_Task description_
Write out exactly, please, the lines from the one containing "Please pin the blue" to the end of the material.

_Supplied material_
((
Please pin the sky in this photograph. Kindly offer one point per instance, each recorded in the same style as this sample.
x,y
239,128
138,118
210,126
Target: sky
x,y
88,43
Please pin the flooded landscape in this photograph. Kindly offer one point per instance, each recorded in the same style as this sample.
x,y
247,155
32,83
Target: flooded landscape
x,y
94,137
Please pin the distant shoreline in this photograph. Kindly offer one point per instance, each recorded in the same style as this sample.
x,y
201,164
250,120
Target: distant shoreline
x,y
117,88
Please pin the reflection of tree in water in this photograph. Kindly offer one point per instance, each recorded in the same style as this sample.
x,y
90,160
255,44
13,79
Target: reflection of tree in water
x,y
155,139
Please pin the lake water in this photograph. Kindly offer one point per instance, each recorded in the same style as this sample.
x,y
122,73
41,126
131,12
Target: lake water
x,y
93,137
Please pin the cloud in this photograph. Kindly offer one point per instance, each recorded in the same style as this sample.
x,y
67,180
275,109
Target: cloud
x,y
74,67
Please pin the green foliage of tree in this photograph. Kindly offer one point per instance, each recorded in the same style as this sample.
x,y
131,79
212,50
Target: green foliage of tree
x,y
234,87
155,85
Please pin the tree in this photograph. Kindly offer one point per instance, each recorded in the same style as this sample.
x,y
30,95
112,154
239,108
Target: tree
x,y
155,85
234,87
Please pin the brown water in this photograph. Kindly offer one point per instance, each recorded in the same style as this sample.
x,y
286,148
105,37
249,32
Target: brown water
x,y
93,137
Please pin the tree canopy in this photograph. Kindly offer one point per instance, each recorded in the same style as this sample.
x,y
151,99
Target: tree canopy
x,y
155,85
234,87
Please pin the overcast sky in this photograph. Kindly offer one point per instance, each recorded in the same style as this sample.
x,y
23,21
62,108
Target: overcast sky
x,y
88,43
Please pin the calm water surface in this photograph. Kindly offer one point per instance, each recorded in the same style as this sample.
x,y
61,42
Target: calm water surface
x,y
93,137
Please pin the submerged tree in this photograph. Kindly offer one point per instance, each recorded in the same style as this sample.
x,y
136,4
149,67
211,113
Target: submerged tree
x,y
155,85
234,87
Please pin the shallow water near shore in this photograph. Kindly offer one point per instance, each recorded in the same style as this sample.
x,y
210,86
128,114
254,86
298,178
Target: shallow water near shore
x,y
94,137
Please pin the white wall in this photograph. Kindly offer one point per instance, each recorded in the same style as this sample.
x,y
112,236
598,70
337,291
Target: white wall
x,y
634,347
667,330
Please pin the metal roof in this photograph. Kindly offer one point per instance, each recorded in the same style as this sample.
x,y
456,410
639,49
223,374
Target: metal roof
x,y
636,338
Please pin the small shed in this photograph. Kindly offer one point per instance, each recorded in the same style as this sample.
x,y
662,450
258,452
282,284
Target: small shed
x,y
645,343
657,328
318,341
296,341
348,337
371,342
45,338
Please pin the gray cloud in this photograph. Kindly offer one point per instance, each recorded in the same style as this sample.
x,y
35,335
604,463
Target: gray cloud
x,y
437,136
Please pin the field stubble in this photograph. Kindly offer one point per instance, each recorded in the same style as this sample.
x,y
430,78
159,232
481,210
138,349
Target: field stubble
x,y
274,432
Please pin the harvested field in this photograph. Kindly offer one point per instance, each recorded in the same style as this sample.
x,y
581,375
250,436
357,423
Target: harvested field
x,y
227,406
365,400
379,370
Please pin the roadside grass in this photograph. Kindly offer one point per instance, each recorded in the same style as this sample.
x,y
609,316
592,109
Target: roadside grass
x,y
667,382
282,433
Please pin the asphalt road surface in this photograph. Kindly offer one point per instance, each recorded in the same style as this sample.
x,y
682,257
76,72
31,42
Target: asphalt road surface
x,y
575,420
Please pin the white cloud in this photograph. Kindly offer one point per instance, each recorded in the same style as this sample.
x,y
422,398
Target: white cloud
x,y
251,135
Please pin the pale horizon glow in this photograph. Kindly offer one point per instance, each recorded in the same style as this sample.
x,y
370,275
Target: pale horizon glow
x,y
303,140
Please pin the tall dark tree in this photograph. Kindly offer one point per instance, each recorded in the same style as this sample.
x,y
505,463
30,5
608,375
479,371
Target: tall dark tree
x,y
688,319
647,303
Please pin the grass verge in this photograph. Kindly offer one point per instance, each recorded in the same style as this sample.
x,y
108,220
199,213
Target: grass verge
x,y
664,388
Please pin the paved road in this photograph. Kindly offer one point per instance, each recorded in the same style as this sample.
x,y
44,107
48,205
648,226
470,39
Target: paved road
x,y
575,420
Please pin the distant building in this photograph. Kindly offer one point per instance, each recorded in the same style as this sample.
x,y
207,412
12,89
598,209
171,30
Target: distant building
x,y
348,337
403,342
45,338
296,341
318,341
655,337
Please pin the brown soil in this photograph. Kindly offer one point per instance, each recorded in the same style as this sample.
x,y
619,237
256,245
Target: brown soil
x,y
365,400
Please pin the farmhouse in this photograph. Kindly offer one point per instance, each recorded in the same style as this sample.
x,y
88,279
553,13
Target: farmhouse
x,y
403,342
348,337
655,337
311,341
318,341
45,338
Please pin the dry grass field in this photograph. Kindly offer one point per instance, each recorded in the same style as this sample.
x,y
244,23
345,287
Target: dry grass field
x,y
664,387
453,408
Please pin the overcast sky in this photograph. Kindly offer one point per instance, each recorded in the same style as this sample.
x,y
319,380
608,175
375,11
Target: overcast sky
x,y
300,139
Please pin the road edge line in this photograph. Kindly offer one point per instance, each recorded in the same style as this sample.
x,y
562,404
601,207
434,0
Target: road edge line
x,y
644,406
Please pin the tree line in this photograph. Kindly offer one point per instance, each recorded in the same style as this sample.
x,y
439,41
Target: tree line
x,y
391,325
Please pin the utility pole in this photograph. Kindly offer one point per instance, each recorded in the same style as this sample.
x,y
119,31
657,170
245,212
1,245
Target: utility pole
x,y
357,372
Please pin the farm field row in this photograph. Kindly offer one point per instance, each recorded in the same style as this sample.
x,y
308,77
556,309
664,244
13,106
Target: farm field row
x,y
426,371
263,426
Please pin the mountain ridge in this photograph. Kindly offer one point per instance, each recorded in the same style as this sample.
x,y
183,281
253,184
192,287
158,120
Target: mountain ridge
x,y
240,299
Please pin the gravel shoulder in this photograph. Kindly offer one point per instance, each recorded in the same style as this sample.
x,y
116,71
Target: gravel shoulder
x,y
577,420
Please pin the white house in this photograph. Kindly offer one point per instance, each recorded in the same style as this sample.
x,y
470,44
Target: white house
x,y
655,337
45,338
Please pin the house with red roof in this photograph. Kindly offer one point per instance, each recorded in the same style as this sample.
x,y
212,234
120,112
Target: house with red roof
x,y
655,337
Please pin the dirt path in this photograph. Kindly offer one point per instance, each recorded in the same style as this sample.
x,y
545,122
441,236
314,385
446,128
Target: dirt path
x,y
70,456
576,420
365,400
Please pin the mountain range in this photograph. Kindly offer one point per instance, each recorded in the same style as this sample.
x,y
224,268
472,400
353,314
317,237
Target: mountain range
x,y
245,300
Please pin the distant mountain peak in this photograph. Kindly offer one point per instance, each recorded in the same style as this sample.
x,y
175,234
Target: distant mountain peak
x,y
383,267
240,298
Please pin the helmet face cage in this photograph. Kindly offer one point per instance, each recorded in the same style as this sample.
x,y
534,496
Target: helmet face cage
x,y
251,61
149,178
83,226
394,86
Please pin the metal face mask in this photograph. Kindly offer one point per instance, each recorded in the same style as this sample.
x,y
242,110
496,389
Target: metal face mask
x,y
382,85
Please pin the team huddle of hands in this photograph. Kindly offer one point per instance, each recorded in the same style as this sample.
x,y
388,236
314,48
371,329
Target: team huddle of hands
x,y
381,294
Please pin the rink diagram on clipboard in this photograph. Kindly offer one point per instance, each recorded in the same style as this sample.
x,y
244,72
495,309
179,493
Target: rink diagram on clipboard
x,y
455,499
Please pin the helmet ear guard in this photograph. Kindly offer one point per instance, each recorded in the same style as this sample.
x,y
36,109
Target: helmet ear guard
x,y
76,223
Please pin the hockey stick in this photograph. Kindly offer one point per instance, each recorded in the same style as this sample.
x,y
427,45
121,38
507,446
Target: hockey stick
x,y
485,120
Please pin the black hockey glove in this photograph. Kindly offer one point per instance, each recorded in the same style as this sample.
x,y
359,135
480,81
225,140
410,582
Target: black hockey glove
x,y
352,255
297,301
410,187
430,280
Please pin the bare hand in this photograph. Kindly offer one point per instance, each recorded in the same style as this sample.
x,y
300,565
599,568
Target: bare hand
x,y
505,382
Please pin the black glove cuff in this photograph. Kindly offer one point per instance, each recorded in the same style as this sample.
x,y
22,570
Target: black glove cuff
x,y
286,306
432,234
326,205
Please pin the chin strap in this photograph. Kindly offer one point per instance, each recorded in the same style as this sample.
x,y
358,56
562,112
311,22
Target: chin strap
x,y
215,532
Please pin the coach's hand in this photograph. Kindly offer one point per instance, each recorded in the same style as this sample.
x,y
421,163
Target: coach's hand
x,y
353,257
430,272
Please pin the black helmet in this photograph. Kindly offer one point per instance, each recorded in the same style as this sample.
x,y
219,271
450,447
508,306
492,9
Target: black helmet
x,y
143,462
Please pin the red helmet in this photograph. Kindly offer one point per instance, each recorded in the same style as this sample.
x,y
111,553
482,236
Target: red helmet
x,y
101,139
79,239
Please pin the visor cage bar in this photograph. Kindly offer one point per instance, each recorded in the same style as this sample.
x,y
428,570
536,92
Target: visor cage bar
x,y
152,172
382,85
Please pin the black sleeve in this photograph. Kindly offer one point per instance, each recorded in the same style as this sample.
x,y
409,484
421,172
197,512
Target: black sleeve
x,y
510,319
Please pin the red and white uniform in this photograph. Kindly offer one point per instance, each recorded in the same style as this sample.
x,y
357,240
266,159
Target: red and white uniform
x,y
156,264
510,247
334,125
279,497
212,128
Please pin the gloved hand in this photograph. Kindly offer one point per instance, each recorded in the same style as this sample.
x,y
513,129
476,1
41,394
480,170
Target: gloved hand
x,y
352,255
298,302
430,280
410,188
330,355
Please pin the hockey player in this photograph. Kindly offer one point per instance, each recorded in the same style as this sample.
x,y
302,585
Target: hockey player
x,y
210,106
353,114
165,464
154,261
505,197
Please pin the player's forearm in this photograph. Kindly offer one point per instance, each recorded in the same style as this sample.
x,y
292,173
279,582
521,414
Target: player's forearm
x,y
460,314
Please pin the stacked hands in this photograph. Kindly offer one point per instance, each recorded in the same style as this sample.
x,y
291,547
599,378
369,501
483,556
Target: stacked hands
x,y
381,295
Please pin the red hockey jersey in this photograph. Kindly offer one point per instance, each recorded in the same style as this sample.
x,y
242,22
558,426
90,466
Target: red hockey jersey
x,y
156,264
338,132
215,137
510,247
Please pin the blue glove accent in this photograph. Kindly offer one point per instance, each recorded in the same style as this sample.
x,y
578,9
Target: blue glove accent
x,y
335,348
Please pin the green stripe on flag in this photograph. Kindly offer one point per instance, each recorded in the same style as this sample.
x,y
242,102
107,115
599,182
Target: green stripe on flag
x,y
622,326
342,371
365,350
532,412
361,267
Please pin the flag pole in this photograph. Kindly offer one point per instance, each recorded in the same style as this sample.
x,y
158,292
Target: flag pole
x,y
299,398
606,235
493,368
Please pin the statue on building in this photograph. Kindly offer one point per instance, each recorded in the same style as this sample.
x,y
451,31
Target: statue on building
))
_Solution for this problem_
Please pin the blue glove accent in this photograph. Kindly offer one point per instance, each recorded in the same style as this sample.
x,y
578,9
Target: blue glove accent
x,y
335,348
Please pin the green stripe on flag in this photograph. Kindly offer one point per instance, each recorded in the same style as this sample.
x,y
242,102
107,115
599,182
Target: green stripe on flag
x,y
622,326
342,371
365,350
532,412
361,267
Please pin the flag pole in this photograph. Kindly offer one point per instance, each recorded in the same style as this sample.
x,y
158,292
Target: flag pole
x,y
299,398
606,235
493,368
Please pin the statue on building in this photograph. Kindly offer one point per instance, each recorded in the same style as this sample.
x,y
451,31
Target: statue on building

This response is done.